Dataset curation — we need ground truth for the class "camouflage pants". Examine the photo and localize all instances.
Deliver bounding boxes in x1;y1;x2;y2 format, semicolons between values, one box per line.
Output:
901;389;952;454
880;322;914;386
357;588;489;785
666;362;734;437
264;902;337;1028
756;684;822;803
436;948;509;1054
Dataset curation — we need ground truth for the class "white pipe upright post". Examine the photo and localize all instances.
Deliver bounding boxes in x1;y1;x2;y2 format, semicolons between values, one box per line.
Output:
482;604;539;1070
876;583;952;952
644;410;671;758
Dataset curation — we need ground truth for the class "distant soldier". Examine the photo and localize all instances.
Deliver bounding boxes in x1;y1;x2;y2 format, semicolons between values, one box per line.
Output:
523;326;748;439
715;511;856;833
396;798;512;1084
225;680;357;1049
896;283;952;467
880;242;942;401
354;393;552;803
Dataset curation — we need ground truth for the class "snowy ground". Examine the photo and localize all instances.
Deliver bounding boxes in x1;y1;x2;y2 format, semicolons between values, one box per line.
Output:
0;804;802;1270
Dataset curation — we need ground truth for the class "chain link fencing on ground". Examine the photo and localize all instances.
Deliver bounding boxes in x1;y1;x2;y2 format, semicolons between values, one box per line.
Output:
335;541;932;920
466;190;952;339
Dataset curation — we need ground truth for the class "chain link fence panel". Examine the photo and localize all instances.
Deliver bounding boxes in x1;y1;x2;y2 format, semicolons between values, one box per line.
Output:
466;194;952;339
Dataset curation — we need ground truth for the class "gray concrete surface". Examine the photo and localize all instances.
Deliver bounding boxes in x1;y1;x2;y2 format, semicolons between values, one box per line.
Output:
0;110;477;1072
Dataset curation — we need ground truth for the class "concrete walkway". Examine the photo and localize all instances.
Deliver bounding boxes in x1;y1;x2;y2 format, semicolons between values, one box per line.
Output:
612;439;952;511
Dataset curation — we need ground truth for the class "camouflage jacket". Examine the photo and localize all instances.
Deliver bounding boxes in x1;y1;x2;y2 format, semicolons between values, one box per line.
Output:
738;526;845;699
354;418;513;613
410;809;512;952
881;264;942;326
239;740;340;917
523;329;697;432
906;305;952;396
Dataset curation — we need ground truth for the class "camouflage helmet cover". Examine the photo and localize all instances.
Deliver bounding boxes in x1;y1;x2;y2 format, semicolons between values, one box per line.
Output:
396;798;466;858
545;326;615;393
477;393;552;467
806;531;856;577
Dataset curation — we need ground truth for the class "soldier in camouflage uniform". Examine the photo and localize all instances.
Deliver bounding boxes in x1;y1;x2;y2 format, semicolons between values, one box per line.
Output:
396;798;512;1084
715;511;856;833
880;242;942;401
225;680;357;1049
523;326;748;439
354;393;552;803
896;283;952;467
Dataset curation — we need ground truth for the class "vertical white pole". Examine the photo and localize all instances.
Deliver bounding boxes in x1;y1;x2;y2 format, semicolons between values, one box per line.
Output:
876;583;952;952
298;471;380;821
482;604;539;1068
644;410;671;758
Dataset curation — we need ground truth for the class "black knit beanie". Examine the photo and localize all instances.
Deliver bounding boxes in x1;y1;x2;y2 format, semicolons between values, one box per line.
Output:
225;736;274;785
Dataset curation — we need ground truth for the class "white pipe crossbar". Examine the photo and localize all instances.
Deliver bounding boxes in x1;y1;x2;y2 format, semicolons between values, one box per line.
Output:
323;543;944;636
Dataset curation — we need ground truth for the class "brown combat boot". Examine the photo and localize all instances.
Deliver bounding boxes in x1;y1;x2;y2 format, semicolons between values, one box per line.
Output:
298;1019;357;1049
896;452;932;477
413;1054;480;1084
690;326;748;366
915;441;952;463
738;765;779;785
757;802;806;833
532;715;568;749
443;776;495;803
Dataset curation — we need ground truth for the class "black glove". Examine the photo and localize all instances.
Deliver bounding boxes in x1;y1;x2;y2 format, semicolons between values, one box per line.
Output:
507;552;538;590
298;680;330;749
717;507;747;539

==*==

Please rewrite the listing from its start through the line holding "466;190;952;339", inclusive, changing "camouflage pants" to "camouflage trousers" and leaving everything else as it is.

§ Response to the exercise
Dataset curation — we need ground truth for the class "camouflage trousers". Examine the photo and localize all instances.
Deliver bounding boxes in x1;y1;x2;y2 format, semicolons between values, one box per line.
Output:
901;389;952;454
880;322;914;386
357;588;489;785
666;362;734;437
264;902;337;1028
756;684;822;803
436;948;509;1054
Dataset curation — we need ground truth for the class "white pipe upright post". Examine the photo and localize all instances.
Deliver bounding boxes in x1;y1;x2;y2 format, semicolons between values, one box per line.
Output:
482;604;539;1070
876;583;952;952
644;410;671;758
Dataset curation — we need ground truth for the class "distant soldier". Examine the photo and localize all instances.
Deliver bounding boxes in x1;y1;x2;y2 format, semicolons between values, one box per line.
Output:
523;326;748;439
715;511;856;833
396;798;512;1084
225;680;357;1049
896;283;952;467
880;242;942;401
354;393;552;803
Dataset curation — we need ground truth for the class "snowy ground". Examine the photo and localize all instances.
Deliver bounding boxes in x1;y1;x2;y2 format, semicolons between values, one box per line.
Output:
0;804;802;1270
Dataset curation — we need ground truth for the class "chain link fencing on ground". Examine the photo and localize all instances.
Deliver bounding boxes in x1;y1;x2;y2 format, semicolons between values, one box per line.
Output:
335;541;932;920
466;190;952;339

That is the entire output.